Items in a dataset:
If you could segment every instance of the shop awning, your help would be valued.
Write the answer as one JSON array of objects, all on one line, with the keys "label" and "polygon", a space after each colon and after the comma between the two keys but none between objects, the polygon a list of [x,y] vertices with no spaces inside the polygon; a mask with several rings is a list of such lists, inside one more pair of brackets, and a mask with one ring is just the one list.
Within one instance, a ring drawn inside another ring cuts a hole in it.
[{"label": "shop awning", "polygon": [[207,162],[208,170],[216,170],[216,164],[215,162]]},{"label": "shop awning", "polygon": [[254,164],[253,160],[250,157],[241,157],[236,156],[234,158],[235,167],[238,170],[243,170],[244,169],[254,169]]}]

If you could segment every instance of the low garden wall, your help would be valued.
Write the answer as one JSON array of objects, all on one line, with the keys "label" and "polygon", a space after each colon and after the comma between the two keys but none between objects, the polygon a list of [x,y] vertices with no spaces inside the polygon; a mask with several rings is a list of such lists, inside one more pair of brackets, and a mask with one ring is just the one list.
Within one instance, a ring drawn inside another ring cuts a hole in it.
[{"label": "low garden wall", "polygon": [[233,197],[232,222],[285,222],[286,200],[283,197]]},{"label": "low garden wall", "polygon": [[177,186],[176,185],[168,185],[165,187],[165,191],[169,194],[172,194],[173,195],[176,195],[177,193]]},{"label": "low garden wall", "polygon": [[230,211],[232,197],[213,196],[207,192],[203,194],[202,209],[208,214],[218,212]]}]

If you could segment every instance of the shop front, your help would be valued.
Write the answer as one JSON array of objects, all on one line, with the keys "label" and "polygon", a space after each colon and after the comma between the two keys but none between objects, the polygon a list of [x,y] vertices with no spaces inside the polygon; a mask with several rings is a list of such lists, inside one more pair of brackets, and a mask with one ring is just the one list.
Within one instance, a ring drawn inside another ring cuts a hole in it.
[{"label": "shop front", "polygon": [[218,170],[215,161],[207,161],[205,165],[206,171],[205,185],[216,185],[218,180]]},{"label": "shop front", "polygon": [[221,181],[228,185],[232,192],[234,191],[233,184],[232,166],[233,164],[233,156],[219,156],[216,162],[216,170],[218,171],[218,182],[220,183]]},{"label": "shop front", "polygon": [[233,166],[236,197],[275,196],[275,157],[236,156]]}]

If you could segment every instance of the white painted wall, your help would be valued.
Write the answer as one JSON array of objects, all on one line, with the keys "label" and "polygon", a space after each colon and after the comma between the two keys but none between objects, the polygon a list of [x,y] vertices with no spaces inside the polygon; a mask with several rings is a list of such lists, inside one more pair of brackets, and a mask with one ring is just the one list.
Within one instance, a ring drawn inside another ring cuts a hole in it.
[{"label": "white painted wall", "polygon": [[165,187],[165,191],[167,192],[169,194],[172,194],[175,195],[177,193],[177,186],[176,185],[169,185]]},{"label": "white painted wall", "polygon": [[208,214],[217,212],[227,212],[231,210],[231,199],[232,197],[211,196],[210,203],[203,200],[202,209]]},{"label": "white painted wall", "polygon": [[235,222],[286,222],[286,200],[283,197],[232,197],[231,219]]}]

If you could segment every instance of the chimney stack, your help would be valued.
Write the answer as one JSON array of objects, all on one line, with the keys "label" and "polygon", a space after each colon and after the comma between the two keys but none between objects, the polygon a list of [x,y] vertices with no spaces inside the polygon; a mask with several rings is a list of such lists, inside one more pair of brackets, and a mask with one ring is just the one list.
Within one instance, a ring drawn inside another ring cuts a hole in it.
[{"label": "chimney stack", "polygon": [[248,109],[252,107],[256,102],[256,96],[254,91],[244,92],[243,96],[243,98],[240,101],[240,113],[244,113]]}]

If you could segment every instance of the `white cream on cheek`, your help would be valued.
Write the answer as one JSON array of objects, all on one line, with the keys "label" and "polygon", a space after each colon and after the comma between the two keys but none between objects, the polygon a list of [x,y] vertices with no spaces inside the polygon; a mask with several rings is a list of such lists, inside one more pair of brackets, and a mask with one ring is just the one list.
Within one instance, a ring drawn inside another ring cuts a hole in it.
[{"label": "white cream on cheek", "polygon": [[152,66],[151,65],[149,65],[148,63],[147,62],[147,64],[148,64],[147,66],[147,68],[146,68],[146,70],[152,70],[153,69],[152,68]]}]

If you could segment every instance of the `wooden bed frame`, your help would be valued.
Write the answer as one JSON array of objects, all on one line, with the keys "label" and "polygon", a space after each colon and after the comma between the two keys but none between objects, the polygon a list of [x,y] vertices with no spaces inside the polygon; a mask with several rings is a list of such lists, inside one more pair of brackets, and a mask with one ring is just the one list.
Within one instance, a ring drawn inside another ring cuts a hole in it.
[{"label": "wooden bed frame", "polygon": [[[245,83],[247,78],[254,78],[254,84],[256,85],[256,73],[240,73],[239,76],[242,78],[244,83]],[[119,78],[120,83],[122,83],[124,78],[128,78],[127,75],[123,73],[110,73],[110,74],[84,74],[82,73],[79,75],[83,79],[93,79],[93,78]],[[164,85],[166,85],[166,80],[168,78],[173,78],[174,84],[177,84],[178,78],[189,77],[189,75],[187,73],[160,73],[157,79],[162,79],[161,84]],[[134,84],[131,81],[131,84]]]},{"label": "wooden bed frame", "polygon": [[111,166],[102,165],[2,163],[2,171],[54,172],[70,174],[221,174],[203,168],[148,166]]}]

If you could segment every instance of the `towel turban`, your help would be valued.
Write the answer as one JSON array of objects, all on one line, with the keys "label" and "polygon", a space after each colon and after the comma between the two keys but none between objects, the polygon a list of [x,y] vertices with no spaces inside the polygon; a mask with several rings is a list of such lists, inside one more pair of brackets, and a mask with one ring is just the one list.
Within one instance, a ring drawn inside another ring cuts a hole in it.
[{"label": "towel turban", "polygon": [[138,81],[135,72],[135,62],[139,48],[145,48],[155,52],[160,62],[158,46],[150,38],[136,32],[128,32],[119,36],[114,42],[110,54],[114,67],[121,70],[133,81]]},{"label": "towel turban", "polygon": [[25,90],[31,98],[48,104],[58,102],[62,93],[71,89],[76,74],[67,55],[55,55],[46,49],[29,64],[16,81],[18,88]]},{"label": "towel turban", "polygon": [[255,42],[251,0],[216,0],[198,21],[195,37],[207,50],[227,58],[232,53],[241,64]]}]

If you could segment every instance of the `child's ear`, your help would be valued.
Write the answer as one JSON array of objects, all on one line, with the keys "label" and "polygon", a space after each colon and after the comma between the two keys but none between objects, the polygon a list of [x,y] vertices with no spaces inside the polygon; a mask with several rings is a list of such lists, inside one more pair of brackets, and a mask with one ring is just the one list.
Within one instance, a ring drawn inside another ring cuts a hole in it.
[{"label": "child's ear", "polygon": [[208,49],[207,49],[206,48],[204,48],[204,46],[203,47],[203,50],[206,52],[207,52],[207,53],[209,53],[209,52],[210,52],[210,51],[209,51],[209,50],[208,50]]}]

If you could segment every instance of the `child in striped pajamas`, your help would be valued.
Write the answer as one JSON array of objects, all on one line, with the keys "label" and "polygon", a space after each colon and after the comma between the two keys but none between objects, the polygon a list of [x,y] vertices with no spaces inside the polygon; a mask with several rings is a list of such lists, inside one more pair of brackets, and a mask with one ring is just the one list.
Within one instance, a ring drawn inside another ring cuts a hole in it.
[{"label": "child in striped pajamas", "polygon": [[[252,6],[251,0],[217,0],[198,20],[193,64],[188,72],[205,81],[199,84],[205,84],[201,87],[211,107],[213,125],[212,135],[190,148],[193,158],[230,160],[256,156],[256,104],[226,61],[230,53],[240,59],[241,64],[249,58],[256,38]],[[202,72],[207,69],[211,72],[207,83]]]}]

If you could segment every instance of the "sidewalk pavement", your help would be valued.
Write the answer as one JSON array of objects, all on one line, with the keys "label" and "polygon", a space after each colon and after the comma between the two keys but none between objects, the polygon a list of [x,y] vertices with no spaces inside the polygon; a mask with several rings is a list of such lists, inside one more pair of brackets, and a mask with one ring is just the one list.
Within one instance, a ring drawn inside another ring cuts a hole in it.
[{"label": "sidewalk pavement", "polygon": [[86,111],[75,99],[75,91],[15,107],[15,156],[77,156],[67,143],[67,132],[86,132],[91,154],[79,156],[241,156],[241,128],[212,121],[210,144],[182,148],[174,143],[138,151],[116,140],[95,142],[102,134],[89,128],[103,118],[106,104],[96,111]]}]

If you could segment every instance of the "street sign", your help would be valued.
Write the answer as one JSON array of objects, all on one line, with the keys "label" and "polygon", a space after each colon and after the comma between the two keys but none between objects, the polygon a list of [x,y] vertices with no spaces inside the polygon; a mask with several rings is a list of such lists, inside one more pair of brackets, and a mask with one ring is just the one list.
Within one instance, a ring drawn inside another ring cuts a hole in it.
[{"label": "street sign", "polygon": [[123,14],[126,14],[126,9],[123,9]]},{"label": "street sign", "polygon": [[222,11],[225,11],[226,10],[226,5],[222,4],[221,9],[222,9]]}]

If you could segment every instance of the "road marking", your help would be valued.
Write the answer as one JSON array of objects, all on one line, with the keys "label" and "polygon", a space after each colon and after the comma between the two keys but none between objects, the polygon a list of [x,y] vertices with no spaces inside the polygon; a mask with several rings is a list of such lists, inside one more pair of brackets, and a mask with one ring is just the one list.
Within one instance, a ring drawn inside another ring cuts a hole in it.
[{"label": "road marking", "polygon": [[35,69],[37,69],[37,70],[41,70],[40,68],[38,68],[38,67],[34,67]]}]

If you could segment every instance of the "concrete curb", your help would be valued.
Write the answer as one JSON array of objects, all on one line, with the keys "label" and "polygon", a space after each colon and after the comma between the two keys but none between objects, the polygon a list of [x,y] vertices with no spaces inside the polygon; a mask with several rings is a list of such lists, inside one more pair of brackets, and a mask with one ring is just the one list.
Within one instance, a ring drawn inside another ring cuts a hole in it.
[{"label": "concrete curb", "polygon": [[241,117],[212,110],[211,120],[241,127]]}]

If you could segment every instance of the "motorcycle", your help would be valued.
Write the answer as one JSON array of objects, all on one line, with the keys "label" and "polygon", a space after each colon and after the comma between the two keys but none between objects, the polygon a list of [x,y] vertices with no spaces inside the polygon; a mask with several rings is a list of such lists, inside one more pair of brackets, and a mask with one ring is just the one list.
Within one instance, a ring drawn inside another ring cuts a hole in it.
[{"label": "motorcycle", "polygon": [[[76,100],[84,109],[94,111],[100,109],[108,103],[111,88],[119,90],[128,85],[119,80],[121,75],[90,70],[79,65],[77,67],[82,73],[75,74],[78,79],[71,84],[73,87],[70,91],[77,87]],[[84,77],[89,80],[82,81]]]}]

> WHAT IS NEEDED
Pull out every row above that contains the word "turban", and copy each one in full.

> SOLUTION FOR THIS TASK
If you could segment every instance of the `towel turban`, your help would be valued.
[{"label": "towel turban", "polygon": [[138,81],[135,72],[135,62],[139,48],[145,48],[155,52],[160,62],[158,46],[150,38],[136,32],[128,32],[119,36],[114,42],[110,54],[114,67],[121,70],[133,81]]},{"label": "towel turban", "polygon": [[25,90],[31,98],[48,104],[58,102],[62,93],[71,89],[76,74],[67,55],[55,55],[46,49],[29,64],[16,81],[18,88]]},{"label": "towel turban", "polygon": [[255,42],[251,0],[216,0],[198,21],[195,37],[207,50],[227,58],[232,53],[241,64]]}]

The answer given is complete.